#### EXERCISE GOAL:
Put the records below into a numbered list, one line per item. Skip blank lines and leave the pictures out.

Dataset rows showing where objects appear

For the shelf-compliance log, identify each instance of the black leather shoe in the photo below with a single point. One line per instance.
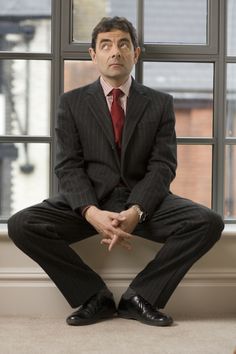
(99, 307)
(137, 308)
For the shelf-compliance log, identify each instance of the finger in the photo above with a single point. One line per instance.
(125, 244)
(115, 222)
(105, 241)
(113, 242)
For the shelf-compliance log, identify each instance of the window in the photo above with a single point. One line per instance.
(25, 104)
(183, 53)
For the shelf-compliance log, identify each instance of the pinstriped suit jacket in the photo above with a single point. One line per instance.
(88, 166)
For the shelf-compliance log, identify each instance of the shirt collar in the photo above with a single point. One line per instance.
(124, 87)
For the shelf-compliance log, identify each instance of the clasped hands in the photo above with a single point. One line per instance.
(114, 228)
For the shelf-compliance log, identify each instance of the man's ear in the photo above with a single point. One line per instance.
(137, 52)
(92, 54)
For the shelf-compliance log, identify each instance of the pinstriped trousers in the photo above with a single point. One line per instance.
(186, 229)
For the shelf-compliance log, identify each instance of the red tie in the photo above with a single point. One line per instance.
(117, 115)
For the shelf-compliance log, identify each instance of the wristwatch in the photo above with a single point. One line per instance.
(142, 215)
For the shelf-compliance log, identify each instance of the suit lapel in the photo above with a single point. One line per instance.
(98, 107)
(136, 105)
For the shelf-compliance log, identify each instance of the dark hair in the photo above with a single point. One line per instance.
(107, 24)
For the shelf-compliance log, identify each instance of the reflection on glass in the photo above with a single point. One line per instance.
(175, 21)
(87, 13)
(230, 182)
(191, 84)
(231, 27)
(22, 166)
(231, 101)
(25, 26)
(194, 174)
(24, 97)
(79, 73)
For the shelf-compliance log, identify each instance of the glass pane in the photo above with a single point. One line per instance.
(230, 182)
(231, 101)
(79, 73)
(231, 27)
(191, 84)
(24, 97)
(22, 166)
(194, 174)
(25, 26)
(175, 21)
(87, 13)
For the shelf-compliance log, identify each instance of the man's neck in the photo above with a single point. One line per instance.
(115, 83)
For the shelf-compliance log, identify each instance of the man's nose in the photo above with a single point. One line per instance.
(115, 51)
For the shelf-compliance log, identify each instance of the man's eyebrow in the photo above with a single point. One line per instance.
(104, 40)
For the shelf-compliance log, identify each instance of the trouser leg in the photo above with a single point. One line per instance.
(45, 233)
(188, 230)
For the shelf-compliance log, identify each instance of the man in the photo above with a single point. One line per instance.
(115, 162)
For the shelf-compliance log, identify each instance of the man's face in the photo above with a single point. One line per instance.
(114, 56)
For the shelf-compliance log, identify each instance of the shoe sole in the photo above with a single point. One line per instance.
(86, 322)
(158, 324)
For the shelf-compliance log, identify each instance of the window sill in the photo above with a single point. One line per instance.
(229, 230)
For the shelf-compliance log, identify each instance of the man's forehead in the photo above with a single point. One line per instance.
(113, 35)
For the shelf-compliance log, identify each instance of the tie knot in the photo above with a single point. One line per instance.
(116, 93)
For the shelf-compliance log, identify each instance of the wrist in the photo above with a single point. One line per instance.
(141, 214)
(90, 209)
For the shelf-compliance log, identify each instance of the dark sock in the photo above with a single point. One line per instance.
(129, 293)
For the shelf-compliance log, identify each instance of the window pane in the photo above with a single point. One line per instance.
(24, 97)
(194, 173)
(191, 84)
(87, 13)
(22, 166)
(175, 21)
(79, 73)
(231, 101)
(25, 26)
(231, 27)
(230, 182)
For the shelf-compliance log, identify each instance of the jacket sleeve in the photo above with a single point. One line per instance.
(74, 183)
(150, 191)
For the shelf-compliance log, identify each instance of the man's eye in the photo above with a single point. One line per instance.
(105, 46)
(124, 45)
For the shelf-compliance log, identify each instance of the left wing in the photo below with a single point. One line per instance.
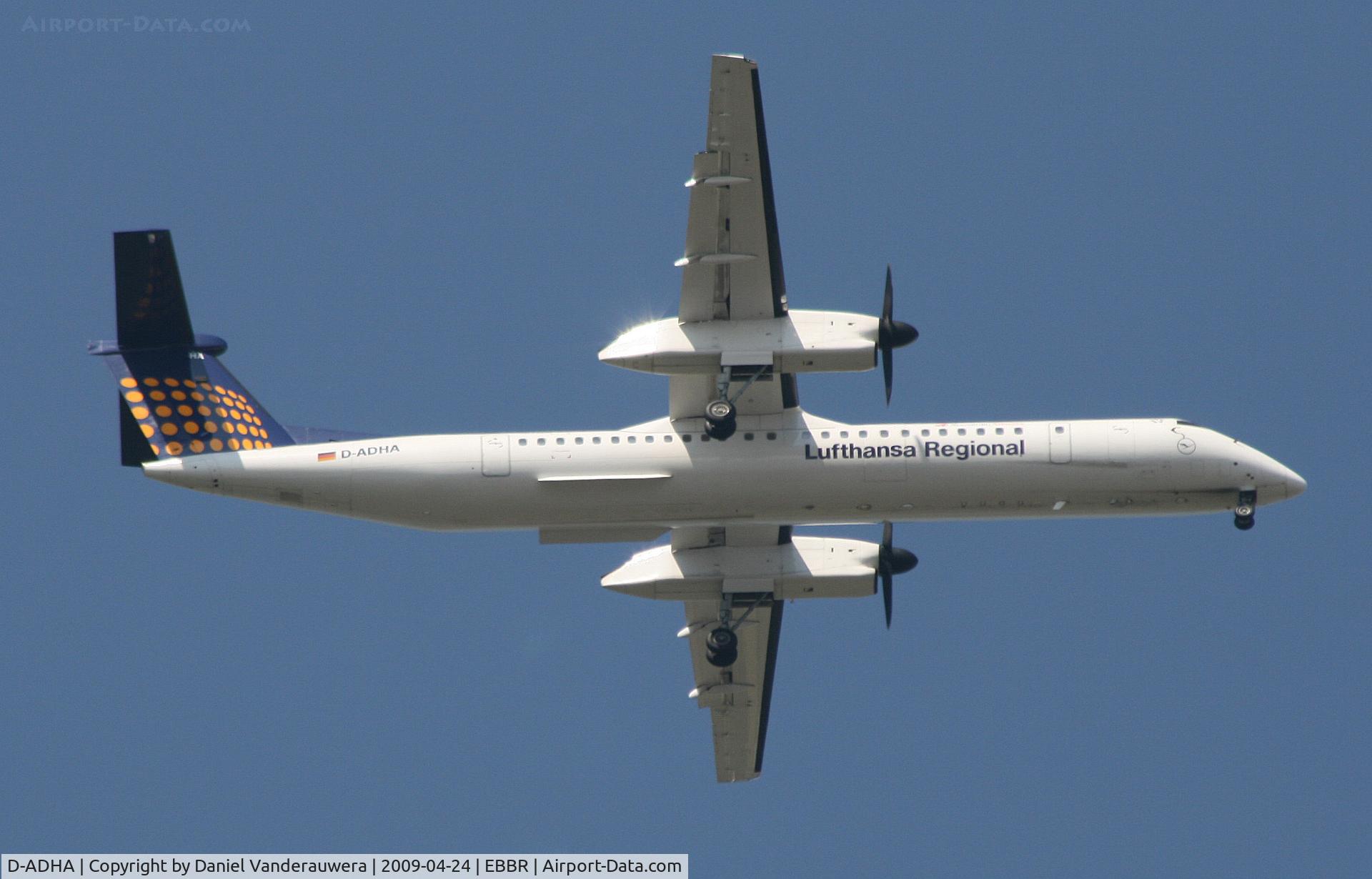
(732, 268)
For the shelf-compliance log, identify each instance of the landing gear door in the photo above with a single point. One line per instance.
(496, 455)
(1060, 443)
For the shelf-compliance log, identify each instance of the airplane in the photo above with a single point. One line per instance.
(727, 473)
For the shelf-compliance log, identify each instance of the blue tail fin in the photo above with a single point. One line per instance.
(174, 397)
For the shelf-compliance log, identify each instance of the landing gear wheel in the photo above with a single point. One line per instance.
(722, 647)
(720, 410)
(720, 420)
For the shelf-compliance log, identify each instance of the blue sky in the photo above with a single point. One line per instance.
(429, 219)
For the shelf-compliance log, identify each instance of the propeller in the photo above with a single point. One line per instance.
(892, 334)
(891, 560)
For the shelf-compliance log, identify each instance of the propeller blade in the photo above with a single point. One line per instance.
(891, 334)
(887, 304)
(885, 591)
(891, 560)
(888, 369)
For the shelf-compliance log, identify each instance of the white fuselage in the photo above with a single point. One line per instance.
(796, 470)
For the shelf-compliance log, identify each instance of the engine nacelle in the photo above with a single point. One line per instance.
(800, 342)
(805, 568)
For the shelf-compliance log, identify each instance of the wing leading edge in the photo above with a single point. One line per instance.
(732, 269)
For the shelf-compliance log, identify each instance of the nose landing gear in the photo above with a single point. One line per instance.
(1243, 512)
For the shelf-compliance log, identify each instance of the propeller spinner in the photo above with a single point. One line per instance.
(891, 335)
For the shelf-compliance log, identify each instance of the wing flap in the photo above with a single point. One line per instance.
(732, 268)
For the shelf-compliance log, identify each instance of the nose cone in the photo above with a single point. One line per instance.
(1294, 482)
(1282, 477)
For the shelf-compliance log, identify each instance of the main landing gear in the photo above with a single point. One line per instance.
(720, 420)
(1243, 512)
(720, 414)
(722, 642)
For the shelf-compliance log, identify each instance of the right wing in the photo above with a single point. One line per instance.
(733, 253)
(738, 697)
(732, 269)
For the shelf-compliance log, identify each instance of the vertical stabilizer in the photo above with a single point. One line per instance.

#### ANSWER TO THIS PROBLEM:
1. For the shelf-compliance log, identify each instance of the black leather shoe in the photo below with a single point. One line per instance.
2. (99, 307)
3. (137, 308)
4. For the shelf-compliance log, identify each instance of the finger in the photo above with a single point. One line per instance.
5. (125, 244)
6. (115, 222)
7. (105, 241)
8. (113, 242)
9. For the shelf-compliance log, identify each instance of the window in the photo above with a single point. One line per instance.
10. (25, 104)
11. (183, 53)
12. For the shelf-compliance log, identify each instance of the pinstriped suit jacket in the photo above with a single point. One line per instance.
13. (88, 166)
14. For the shelf-compliance log, identify each instance of the shirt collar in the photo above with a single point. One line per instance.
15. (124, 87)
16. For the shelf-compliance log, identify each instance of the clasped hands in the photo above with a single point. One line per instance.
17. (114, 228)
18. For the shelf-compliance log, identify each instance of the man's ear in the photo above with a single point. One line per instance.
19. (137, 52)
20. (92, 54)
21. For the shelf-compliance log, identify each instance of the pinstriped trousers in the photo above with a single point. One line per instance.
22. (186, 229)
23. For the shelf-compliance log, identify each instance of the red tie in the photo above with a single point. One line per instance.
24. (117, 115)
25. For the shelf-compliance log, identify each instance of the wristwatch in the photo above with a single point. One line per instance.
26. (142, 215)
27. For the shelf-compliance log, identify each instance of the suit lapel in the photo above with a single point. One line per instance.
28. (98, 107)
29. (136, 105)
30. For the shelf-compliance log, identify each instance of the dark hair in the photo above with a single point. One line per instance.
31. (107, 24)
32. For the shelf-compliance log, identify each instance of the reflection on glass in the photo above with a single point. One line per instance.
33. (175, 21)
34. (87, 13)
35. (230, 182)
36. (191, 84)
37. (231, 27)
38. (22, 166)
39. (231, 101)
40. (25, 26)
41. (194, 174)
42. (24, 97)
43. (79, 73)
44. For the shelf-compliance log, identify each instance of the glass pane in the photo above with a single point. One line per instance.
45. (230, 182)
46. (231, 101)
47. (79, 73)
48. (231, 27)
49. (191, 84)
50. (24, 97)
51. (22, 166)
52. (194, 174)
53. (25, 26)
54. (175, 21)
55. (87, 13)
56. For the shelf-compliance log, identify each instance of the man's neck in the photo above with a single point. One line per instance.
57. (115, 83)
58. For the shelf-compliance log, identify each instance of the man's nose in the photo above with a single point. One line per instance.
59. (115, 51)
60. For the shelf-compliance log, identify each instance of the man's eyebrow in the photo above with a single point. One line per instance.
61. (104, 40)
62. For the shelf-compliance log, identify each instance of the trouser leg in the photo above with a single point. One line per instance.
63. (45, 233)
64. (188, 230)
65. For the shelf-compliance log, identify each instance of the man in the photo above with a single point. One line per instance.
66. (115, 162)
67. For the shelf-compliance log, identify each instance of the man's face in the photo above with a single point. One line per instance.
68. (114, 56)
69. For the shelf-compliance log, identify each instance of the shoe sole in the photo above with a single point. One line per instance.
70. (86, 322)
71. (158, 324)
72. For the shelf-compliance log, identify each instance of the window sill in the photo above with a single point. One line per instance.
73. (229, 230)
74. For the shelf-compliance log, identify each instance of the man's forehead in the photo above with a single point. One line per instance.
75. (113, 35)
76. For the shelf-compliance log, identify each instance of the tie knot in the photo above with a single point. One line per instance.
77. (116, 93)
78. For the shelf-compliance log, identify each instance of the wrist in the photo above with a single point. One line per instance.
79. (141, 214)
80. (90, 209)
81. For the shelf-compliance log, identify each instance of the dark sock in the photo above with a single point. One line per instance.
82. (129, 293)
83. For the shelf-compliance log, identify each instance of the window pane in the photo above with a single point. One line per instance.
84. (24, 97)
85. (194, 173)
86. (191, 84)
87. (87, 13)
88. (22, 166)
89. (175, 21)
90. (79, 73)
91. (231, 101)
92. (25, 26)
93. (231, 27)
94. (230, 182)
95. For the shelf-compliance log, identify each instance of the jacket sleeve in the photo above with a single point. One line per instance.
96. (74, 183)
97. (150, 191)
98. For the shelf-compliance log, identify each instance of the man's eye in the photo above with a single point. One line per instance.
99. (105, 46)
100. (124, 45)
101. For the shelf-compliance log, identify each instance of the left wing in the photo below with a single point. One line per instance.
102. (732, 268)
103. For the shelf-compliance log, identify each instance of the landing gear door in the photo above with a single point. One line per instance.
104. (496, 455)
105. (1060, 443)
106. For the shelf-compliance log, identify each instance of the airplane in the photo above with a single point. One line per instance.
107. (727, 473)
108. For the shelf-compliance log, identify each instance of the blue tail fin in the photo above with a single point. One line per instance.
109. (174, 397)
110. For the shelf-compliance log, identify each instance of the landing gear wheel in the photo above with a single point. One line per instance.
111. (722, 647)
112. (720, 410)
113. (720, 420)
114. For the shelf-compliance log, identify each instance of the blue sky in the photo above with a single point. One line per instance.
115. (429, 219)
116. For the shelf-compliance log, identify each instance of the propeller in the photo above with a single point. One line per instance.
117. (892, 334)
118. (891, 560)
119. For the shelf-compliance log, identify each instance of the propeller blade in the photo above with a single point. One line per instance.
120. (891, 334)
121. (887, 304)
122. (885, 591)
123. (891, 560)
124. (888, 369)
125. For the shelf-compliance log, identify each instance of the white fuselage in the photo above with a single point. One line per instance.
126. (796, 470)
127. For the shelf-compliance log, identify each instance of the engine nacelle in the photo above with a single point. One line per instance.
128. (800, 342)
129. (805, 568)
130. For the shelf-compliance log, identify each instance of the wing leading edge in the photo above with a single point. One line per instance.
131. (732, 269)
132. For the shelf-compliance log, identify each instance of the nose landing gear in the photo above with a single point. One line per instance.
133. (1243, 512)
134. For the shelf-compliance log, identify each instance of the propeller spinner in the photo above with a single point. One line per instance.
135. (891, 335)
136. For the shelf-compliance log, identify each instance of the wing flap in the photo above with a single point. One line per instance.
137. (732, 268)
138. For the shelf-compliance log, identify each instance of the nose cone in the photo above with a single point. One line per instance.
139. (1294, 482)
140. (1282, 477)
141. For the shelf-compliance log, identify each instance of the main landing gear in the photo above with a single point. One line per instance.
142. (720, 420)
143. (1243, 512)
144. (720, 414)
145. (722, 642)
146. For the shelf-compliance log, identify each instance of the right wing in the photo above with a single point. One line per instance.
147. (733, 253)
148. (738, 697)
149. (732, 269)
150. For the shelf-compliance log, identify each instance of the vertical stabilizer in the photo above with a single point. One line per instance.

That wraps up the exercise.